YOUR GOAL.
From the entries that follow, copy each line containing the word "query".

[Stored data]
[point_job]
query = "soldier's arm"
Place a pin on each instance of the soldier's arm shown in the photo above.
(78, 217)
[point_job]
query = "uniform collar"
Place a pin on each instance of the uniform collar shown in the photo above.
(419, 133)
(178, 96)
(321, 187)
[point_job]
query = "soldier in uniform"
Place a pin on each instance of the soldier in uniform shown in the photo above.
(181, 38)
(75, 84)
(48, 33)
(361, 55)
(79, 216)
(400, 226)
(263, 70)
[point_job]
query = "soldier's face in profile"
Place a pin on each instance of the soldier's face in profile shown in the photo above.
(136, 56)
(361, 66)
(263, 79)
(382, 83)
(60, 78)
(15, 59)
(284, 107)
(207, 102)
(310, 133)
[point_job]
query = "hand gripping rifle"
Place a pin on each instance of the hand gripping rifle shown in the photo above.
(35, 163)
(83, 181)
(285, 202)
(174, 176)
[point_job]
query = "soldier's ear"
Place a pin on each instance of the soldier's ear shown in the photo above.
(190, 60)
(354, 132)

WRITTEN SOLUTION.
query = "soldier's arm"
query = "uniform collar"
query = "soldier in uniform"
query = "soldier's face in profile"
query = "hand gripping rifle"
query = "soldier's ear"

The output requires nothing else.